WORK TO BE COMPLETED » Update the Dockflow CO2 help text from "Using CO2 Data" up to and including "(Greenhouse Gas Protocol)", changing "reporting tools" to "analytics tools".

EXTRACTED TEXT »
○ ○ ○ ○
Accuracy and Limitations
What makes calculations accurate:
- Complete shipment data
- Recent tracking information
- Actual routes (not just planned)
- Carrier-specific fuel efficiency data
- Real load factors
What limits accuracy:
- Missing shipment details → Uses averages
- Old shipments → Data may be incomplete
- Estimated routes → May differ from actual
- Generic vessel data → If specific vessel unknown
- Weather/speed changes → Not factored in real-time
Typical accuracy range:
- Complete data: ±10-15% accuracy
- Incomplete data: ±20-30% accuracy
- Very limited data: ±30-50% accuracy
Dockflow may show warnings or notes when calculations rely heavily on estimates. Look for:
- "Estimated using average emission factors"
- "Route data incomplete - using direct distance"
- "Calculation based on limited data"
Using CO2 Data
Sustainability Reporting
ESG Reports:
- Include Scope 3 emissions (transport and distribution)
- Report total annual shipping emissions
- Track reduction progress over time
- Provide stakeholder transparency
Export emissions data:
- Calculate emissions for all shipments
- Export dashboard with CO2 column enabled
- Import into reporting tools
- Aggregate and analyze
Reporting standards alignment:
- GHG Protocol (Greenhouse Gas Protocol)
- CDP (Carbon Disclosure Project)
- TCFD (Task Force on Climate-related Financial Disclosures)
- GRI (Global Reporting Initiative)
○ ○ ○ ○
STORED RECORDS »
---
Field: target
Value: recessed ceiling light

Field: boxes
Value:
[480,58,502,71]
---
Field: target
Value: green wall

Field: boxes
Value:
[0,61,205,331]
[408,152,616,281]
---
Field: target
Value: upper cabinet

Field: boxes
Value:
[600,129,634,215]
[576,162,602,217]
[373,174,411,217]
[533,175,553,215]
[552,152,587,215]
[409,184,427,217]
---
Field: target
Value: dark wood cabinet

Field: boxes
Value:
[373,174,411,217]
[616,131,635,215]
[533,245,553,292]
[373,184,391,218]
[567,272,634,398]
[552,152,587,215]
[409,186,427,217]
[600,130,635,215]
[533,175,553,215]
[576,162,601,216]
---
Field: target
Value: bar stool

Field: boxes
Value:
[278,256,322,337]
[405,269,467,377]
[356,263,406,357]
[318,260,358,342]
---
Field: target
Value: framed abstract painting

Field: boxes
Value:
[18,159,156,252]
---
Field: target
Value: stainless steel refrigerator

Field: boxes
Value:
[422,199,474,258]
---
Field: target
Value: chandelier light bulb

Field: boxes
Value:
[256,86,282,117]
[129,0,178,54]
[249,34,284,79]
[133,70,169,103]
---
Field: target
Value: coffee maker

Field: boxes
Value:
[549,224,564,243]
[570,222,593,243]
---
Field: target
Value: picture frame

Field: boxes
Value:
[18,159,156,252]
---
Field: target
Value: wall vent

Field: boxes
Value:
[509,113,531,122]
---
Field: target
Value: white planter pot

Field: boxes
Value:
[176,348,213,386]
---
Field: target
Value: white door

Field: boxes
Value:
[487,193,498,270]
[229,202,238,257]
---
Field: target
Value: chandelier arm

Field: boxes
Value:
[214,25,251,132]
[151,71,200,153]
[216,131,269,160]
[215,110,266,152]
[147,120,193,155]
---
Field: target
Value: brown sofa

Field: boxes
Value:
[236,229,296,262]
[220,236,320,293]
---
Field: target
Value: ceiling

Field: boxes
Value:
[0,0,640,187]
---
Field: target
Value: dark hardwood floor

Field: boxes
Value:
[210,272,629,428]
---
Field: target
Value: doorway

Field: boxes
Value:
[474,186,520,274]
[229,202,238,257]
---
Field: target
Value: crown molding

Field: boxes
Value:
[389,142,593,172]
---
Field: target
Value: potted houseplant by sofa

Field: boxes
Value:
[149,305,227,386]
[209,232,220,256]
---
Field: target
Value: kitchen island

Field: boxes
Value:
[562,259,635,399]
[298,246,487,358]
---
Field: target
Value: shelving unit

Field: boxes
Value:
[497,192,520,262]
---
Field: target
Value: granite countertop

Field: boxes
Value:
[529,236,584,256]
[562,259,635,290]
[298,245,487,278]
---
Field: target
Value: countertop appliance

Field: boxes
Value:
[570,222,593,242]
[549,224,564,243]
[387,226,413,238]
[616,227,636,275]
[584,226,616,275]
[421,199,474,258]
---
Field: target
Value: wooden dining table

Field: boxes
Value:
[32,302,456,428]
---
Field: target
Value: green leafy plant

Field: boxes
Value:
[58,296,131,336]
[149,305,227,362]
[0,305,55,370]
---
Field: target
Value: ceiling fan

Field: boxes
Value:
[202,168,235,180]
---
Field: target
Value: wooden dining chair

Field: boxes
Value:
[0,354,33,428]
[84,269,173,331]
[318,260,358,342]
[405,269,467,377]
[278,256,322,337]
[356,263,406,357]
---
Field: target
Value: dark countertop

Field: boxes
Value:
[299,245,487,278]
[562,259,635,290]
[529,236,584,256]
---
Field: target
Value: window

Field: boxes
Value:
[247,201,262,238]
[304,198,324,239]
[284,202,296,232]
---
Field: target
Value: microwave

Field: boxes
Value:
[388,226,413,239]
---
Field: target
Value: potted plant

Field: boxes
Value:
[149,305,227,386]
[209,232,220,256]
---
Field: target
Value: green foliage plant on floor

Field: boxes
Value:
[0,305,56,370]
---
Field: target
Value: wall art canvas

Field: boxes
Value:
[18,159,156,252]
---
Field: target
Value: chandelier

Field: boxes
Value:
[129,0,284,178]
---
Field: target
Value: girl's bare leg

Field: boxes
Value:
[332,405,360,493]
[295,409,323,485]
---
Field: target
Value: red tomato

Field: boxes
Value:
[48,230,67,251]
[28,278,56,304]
○ ○ ○ ○
ANSWER FOR THIS EXERCISE »
Using CO2 Data
Sustainability Reporting
ESG Reports:
- Include Scope 3 emissions (transport and distribution)
- Report total annual shipping emissions
- Track reduction progress over time
- Provide stakeholder transparency
Export emissions data:
- Calculate emissions for all shipments
- Export dashboard with CO2 column enabled
- Import into analytics tools
- Aggregate and analyze
Reporting standards alignment:
- GHG Protocol (Greenhouse Gas Protocol)